- _Source document_
· · ·
The Exiled Radical – the poetry of RJ Derfel

Adam Pearce, Editor, Llyfrau Melin Bapur
It’s an interesting fact of the history of Welsh literature that the Welsh diaspora has so often produced some of our most fascinating literary figures.
Robert Jones was born in Llandderfel, Meirionydd (now a part of Gwynedd), in 1824. He received no education besides his chapel’s Sunday School, and at ten years old he ran away from home, first to Corwen and later to Llangollen. He worked through his teenage years in a range of odd-jobs in the industries of north-east Wales before, at nineteen years of age, leaving for England: Liverpool at first, then a period in London, before finally settling in 1850 in Manchester, the city in which he would live for the rest of his life and with which he is most associated.
This constant moving suggests something in his nature that was constantly striving for opportunities to better his situation, but also a willingness to go his own way when the situation called for it. Fascinatingly, when he left Wales he was a monoglot Welsh speaker – he would teach himself English over the next few years, and one can only imagine the kind of difficulties and prejudices he would have experienced as an exile, though of course there were Welsh-speaking communities in the cities he went to which would have helped him find work.
He began writing poetry around the time he moved to Manchester, becoming part of the city’s literary circle. Jones and his fellow poets decided to adopt the names of the places in Wales in which they had been raised as bardic names, and from then on Robert Jones, wIlliam Williams and John Hughes became better known as R. J. Derfel, Creuddynfab, and of course, Ceiriog, the most famous of all nineteenth century Welsh poets. Derfel won a number of minor prizes at various Eisteddfodau in the early 1850s and it looked like a fairly successful poetic career in a similar mode to Ceiriog was stretching out before him. Like so many prominent cultural figures in Wales he was also preaching. However, as it turned out, R. J. Derfel’s literary career would follow a very different path.
Political radicalism
19th century Manchester was a hotbed of political radicalism, and in the period Derfel lived there its residents included figures as prominent as Karl Marx and Friedrich Engels. Derfel came under the influence of these, among others – appropriately enough perhaps, his biggest philosophical and political influence was the Welshman Robert Owen (1771-1858), a prominent early figure in the history of radicalism. Derfel started lecturing and writing prose in Welsh and English on the work of these figures and the subjects that commanded their attention: workers’ rights, poverty, education, womens’ rights, and so forth.
Derfel became a bookseller and publisher, attempting to make his living by selling Welsh books and pamphlets. He still wrote poetry, but after the 1850s he abandoned the Eisteddfod, using his poetry instead as a vehicle for this political and philosophical views. This is the kind of poetry R. J. Derfel is most strongly associated with, as can be seen in poems like Cwyn y Gweithwyr (The Workers’ Complaint), Clywch, Gymry, Clywch! (Listen, Welshmen, Listen!) and Gruffydd Llwyd:
Os gwych yw gweld anheddau hardd
Yn britho tref a gwlad,
Pa beth yw’r cytiau wneir i’r bobl,
Ond trawster a sarhad?
· · ·
- _Directives_
**a.** Name, in order, every town or city that the piece on R. J. Derfel says he moved to after running away from home.
**b.** Carry the piece on R. J. Derfel onward from the point where it stops.

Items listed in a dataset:
· · ·
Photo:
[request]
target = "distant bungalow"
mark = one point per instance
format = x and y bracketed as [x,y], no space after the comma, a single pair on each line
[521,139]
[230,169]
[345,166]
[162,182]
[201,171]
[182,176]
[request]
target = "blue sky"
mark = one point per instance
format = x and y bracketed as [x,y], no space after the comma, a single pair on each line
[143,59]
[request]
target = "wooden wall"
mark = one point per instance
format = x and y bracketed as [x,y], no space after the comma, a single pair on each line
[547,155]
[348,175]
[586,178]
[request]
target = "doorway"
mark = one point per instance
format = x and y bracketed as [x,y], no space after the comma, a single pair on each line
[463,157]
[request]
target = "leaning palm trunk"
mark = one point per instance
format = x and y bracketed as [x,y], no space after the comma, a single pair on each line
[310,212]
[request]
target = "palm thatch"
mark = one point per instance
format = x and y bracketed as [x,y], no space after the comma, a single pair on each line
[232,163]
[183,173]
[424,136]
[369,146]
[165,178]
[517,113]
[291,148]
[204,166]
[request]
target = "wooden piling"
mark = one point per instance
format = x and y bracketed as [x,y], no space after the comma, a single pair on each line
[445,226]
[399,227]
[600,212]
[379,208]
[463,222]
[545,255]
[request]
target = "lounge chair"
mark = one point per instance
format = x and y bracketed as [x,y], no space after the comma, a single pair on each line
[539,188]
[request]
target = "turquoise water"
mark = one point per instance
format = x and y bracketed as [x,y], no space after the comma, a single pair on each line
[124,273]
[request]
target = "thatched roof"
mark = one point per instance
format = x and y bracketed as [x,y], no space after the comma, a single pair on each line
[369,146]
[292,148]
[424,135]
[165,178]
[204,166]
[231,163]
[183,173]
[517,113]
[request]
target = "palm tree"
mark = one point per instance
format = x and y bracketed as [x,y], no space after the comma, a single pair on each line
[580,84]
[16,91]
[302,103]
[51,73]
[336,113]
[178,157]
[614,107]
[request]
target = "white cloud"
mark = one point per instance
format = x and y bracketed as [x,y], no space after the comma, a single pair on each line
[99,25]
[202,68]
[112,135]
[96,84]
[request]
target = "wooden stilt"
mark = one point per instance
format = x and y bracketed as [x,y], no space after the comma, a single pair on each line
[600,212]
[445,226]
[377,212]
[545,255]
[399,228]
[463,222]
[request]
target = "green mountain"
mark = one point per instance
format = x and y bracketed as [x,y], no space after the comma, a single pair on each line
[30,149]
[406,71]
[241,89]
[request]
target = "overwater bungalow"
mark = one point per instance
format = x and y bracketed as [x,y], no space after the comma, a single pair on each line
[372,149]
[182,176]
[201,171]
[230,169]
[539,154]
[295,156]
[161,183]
· · ·
- _Answers in order_
**a.** Corwen, Llangollen, Liverpool, London, Manchester

**b.**
Pa warthrudd mwy na bod y rhai
Sy’n gwneud palasau’r llawr
Yn gorfod byw mewn gwaelach tai
Na chŵn yr Yswain mawr?
[Though it is fine to see beautiful houses
up and down the country,
what are these hutches for the people
but injustice and insult?
What greater disgrace than that those
who build palaces on earth
must live in worse housing
than the big Squire’s dogs?]
Poverty, hypocrisy, social injustice, the treatment of women (especially those deemed to be ‘fallen’), even slavery: all these became the subjects of Derfel’s ire as expressed in his poems and songs. He was a Socialist of conviction, even a Communist – he used both terms, though his political program was one of reform more than revolution. Nevertheless at times there is a genuinely revolutionary character to his verse which cannot be found in almost any other Welsh poetry of the period:
Mae dydd o ddialedd yn nesu,
Yn nesu, yn nesu o hyd;
Dydd pwyso a barnu gweithredoedd
Anghyfiawn gorthrymwyr y byd:
Dydd codi y bobloedd i fyny,
A thaflu ysbeilwyr i lawr
Dydd cosbi segurwyr diddefnydd,
A llwyddo llafurwyr yn fawr.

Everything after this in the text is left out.